*Recorded information*.

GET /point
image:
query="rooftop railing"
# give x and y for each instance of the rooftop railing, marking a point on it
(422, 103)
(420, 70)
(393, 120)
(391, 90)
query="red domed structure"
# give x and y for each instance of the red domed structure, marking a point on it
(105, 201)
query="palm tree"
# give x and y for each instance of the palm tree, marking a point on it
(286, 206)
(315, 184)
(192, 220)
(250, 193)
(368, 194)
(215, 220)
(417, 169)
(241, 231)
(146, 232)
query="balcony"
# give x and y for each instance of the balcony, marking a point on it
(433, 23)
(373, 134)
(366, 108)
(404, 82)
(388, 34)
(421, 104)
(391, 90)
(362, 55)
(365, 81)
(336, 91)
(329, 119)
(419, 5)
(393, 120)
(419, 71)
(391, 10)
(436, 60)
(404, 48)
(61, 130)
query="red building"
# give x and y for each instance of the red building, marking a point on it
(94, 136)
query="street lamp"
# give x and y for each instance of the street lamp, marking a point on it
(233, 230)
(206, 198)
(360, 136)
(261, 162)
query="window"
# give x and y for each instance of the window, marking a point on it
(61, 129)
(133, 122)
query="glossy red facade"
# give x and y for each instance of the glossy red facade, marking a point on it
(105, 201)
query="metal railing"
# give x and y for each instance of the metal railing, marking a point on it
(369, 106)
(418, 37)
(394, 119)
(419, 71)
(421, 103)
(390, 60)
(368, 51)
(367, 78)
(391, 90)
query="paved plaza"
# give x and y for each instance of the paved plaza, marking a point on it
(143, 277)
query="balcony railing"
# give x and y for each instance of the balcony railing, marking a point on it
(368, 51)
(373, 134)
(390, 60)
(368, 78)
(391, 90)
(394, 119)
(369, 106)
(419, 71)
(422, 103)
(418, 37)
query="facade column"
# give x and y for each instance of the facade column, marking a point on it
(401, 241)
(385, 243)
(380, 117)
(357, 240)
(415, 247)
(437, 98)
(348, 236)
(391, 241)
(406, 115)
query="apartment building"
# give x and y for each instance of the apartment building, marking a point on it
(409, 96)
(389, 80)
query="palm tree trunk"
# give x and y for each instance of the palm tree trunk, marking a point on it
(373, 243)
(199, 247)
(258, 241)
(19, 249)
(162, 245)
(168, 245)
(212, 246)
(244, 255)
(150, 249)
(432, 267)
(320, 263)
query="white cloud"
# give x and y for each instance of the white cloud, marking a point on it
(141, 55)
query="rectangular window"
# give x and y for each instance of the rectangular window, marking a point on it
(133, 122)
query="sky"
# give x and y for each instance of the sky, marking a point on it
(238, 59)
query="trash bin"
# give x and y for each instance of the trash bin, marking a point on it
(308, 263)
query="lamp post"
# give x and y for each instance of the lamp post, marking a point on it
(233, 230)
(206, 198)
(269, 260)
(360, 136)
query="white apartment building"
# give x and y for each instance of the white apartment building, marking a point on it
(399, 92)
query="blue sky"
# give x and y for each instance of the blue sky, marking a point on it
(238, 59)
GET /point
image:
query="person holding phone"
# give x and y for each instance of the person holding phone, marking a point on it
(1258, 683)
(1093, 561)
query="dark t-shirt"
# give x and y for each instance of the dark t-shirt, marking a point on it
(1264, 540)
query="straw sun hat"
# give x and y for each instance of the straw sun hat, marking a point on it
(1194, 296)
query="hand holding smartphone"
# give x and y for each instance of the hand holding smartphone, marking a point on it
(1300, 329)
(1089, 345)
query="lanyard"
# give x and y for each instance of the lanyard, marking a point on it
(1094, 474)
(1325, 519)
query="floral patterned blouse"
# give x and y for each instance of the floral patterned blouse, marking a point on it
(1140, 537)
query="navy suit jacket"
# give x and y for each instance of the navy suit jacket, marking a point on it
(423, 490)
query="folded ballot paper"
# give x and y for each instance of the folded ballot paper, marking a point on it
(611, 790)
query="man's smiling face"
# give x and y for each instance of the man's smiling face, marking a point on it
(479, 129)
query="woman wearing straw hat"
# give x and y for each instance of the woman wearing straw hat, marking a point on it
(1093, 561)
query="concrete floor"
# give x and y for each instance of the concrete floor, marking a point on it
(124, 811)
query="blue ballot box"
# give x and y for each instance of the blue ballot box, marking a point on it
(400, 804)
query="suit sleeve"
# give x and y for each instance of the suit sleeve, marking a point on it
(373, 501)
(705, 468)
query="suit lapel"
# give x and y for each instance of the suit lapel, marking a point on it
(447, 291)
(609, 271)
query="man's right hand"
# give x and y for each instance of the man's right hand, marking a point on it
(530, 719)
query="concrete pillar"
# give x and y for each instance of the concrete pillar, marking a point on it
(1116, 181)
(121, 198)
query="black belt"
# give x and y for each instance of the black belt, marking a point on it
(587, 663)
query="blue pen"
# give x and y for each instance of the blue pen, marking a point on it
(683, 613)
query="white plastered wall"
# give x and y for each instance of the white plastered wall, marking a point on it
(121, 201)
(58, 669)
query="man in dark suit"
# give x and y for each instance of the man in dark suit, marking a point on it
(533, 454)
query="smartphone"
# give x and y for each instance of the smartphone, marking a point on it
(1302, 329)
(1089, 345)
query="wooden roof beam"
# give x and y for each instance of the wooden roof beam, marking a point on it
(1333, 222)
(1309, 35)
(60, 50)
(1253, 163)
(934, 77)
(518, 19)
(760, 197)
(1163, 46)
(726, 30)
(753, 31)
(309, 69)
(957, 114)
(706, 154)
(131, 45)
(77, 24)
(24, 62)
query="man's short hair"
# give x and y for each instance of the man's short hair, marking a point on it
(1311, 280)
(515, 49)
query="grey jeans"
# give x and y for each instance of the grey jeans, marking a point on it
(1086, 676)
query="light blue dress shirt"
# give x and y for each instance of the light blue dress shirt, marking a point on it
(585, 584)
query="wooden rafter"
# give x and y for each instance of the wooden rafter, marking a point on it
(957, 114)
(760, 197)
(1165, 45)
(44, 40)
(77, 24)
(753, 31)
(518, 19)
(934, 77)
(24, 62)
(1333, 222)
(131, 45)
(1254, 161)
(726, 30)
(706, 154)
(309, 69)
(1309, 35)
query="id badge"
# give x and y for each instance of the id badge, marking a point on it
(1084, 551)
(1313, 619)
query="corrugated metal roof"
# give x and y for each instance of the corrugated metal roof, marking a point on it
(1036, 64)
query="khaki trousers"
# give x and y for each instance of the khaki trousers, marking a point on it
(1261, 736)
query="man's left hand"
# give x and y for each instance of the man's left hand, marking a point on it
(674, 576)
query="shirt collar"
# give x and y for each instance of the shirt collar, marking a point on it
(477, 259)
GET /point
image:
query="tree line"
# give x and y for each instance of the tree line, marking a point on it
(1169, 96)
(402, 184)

*Task details*. Recreate the listing exactly, so that each entry reads as before.

*Result*.
GET /point
image:
query="rooftop railing"
# give x and y for each instance of the rooftop railing, marking a point on it
(422, 103)
(420, 70)
(393, 120)
(391, 90)
query="red domed structure"
# give x and y for each instance of the red domed structure, marking a point on it
(105, 201)
query="palm tree"
# give x and y for each instance of the palm tree, marking a point on it
(286, 206)
(315, 184)
(192, 220)
(250, 193)
(368, 194)
(215, 220)
(417, 169)
(241, 231)
(146, 232)
query="balcony"
# give x and y for each instance of the balcony, marking a point on it
(433, 23)
(373, 134)
(366, 108)
(404, 82)
(388, 34)
(421, 104)
(391, 90)
(362, 55)
(365, 81)
(336, 91)
(329, 119)
(419, 5)
(393, 120)
(419, 71)
(391, 10)
(436, 60)
(404, 48)
(61, 130)
query="red building"
# give x and y for each instance of the red building, marking a point on it
(94, 136)
query="street lamp"
# give x and y for each instance of the street lamp, marking a point on it
(233, 230)
(206, 198)
(360, 136)
(261, 162)
query="window"
# give x and y for each instance of the window, marking a point on it
(61, 129)
(133, 122)
query="glossy red facade"
# give x and y for each instance of the glossy red facade, marking a point on it
(105, 201)
query="metal railing"
# give x and y for each instance of the metal railing, marking a point on it
(369, 106)
(418, 37)
(394, 119)
(419, 71)
(421, 103)
(390, 60)
(368, 51)
(367, 78)
(391, 90)
query="paved plaza"
# give x and y for each instance of the paved plaza, marking a point on it
(143, 277)
query="balcony railing"
# give x and y for each instance of the balcony railing, marking a point on it
(368, 51)
(373, 134)
(390, 60)
(368, 78)
(391, 90)
(394, 119)
(369, 106)
(419, 71)
(422, 103)
(418, 37)
query="facade column"
# give x and y for each instance of the facade column, marking a point on it
(401, 241)
(385, 243)
(380, 117)
(357, 240)
(415, 247)
(437, 98)
(348, 236)
(391, 241)
(406, 115)
query="apartment building"
# give x and y for each instance of the apartment building, marking a point on it
(409, 96)
(389, 80)
query="palm tree trunk"
# give x and y for each instance of the palm tree trunk, marking a point on it
(373, 243)
(199, 247)
(258, 241)
(19, 249)
(162, 245)
(168, 245)
(212, 246)
(244, 255)
(150, 249)
(432, 267)
(320, 263)
query="white cloud"
# give x and y for each instance of the white cloud, marking a point on it
(141, 55)
query="rectangular window"
# give x and y for each instance of the rectangular window, marking a point on it
(133, 122)
query="sky"
# give x and y for each instance of the sky, marking a point on it
(238, 59)
query="trash bin"
# give x and y for each instance of the trash bin, marking a point on it
(308, 263)
query="lamp post"
# give x and y for each instance of the lamp post, marking a point on it
(233, 230)
(206, 198)
(269, 260)
(360, 136)
query="white apartment building"
# give x and y for each instance of the white apartment building, marking a point on it
(399, 92)
query="blue sky"
# give x and y for each instance of the blue sky, marking a point on it
(238, 59)
GET /point
image:
query="person holding phone"
# give x and y for each instance of the person holding phone, marking a point on it
(1258, 683)
(1093, 561)
query="dark t-shirt"
# give x and y for each instance of the dark t-shirt, marking a point on it
(1264, 540)
query="straw sun hat"
# give x and y for each instance of the straw sun hat, marking a point on it
(1194, 296)
query="hand holding smartphone"
# give x and y for each instance of the hand holding smartphone, marking a point on it
(1300, 329)
(1089, 345)
query="lanyard"
# give x and y for each instance of the lanyard, marking a point on it
(1094, 474)
(1325, 519)
query="floral patterned blouse"
# give x and y for each instance of the floral patterned blouse, marking a point on it
(1140, 537)
query="navy suit jacket"
# give x and y for each instance of the navy suit jacket, marking a point on it
(423, 490)
query="folded ballot paper"
# give x and y for each instance of the folded ballot paper, marking a point on it
(611, 790)
query="man's smiling face"
# give x and y for each instance of the man's smiling face, marking a point on it
(479, 129)
query="woman wearing straw hat"
# give x and y for each instance of the woman wearing straw hat, marking a point on it
(1093, 561)
query="concrete floor"
# give x and y for each instance of the concrete floor, marking a point on it
(124, 811)
query="blue ballot box"
# give x and y for each instance of the blue ballot box, marking a point on it
(400, 804)
query="suit sleeve"
# give x and y for each instance of the suit sleeve, marking a point on it
(373, 501)
(705, 468)
query="suit lapel"
# give x and y for each instance of the suit lapel, marking a point on it
(447, 291)
(609, 271)
query="man's right hand"
# give x and y for each instance of the man's right hand, marking a point on it
(530, 719)
query="concrete pillar"
# give x and y for each instance of the concrete pillar, marking a point on it
(1116, 181)
(121, 198)
query="black belt"
# give x and y for each instance of the black belt, marking a point on it
(587, 663)
query="blue pen"
# give x and y for each instance of the blue pen, marking a point on it
(683, 613)
query="white plastered wall"
# give x and y for each instance of the white plastered wall, marking a point on it
(121, 201)
(58, 669)
query="man in dark suit"
# give x and y for each instance of the man in dark suit, marking a point on it
(533, 454)
query="smartphone"
# give x and y for each instance of the smartphone, marking a point on it
(1302, 329)
(1089, 345)
query="wooden roof beam"
# give x and y for each instance of the wooden roof beam, marking a point on it
(1333, 222)
(1309, 35)
(60, 50)
(1253, 163)
(934, 77)
(518, 19)
(760, 197)
(1163, 46)
(726, 30)
(753, 31)
(309, 69)
(957, 114)
(706, 154)
(131, 45)
(77, 24)
(24, 62)
query="man's short hair"
# give x and y for each instance of the man's short hair, marking a point on it
(1311, 280)
(515, 49)
query="grey jeans"
# give x and y for each instance of the grey jeans, marking a point on it
(1086, 676)
query="light blue dress shirt"
# give x and y for each instance of the light blue dress shirt, marking a point on it
(585, 584)
query="wooden rafter"
# give x and y for each instance of the wooden rafter, marking a point on it
(957, 114)
(760, 197)
(1165, 45)
(44, 40)
(77, 24)
(753, 31)
(518, 19)
(934, 77)
(24, 62)
(1333, 222)
(131, 45)
(1254, 161)
(726, 30)
(706, 154)
(309, 69)
(1309, 35)
query="id badge"
# give x and y for each instance of the id badge, marking a point on it
(1084, 551)
(1313, 619)
query="corrugated metal roof"
# give x and y for each instance of the corrugated metal roof, marking a point on it
(1036, 64)
query="khaki trousers"
# give x and y for each instance of the khaki trousers, marking a point on it
(1261, 736)
query="man's left hand"
# give x and y for each instance of the man's left hand, marking a point on it
(674, 576)
query="shirt collar"
# give x and y for each instance of the shirt collar, marking a point on it
(477, 259)
GET /point
image:
query="tree line"
# give x and y for each instance of the tree line, marking a point on it
(1169, 96)
(402, 184)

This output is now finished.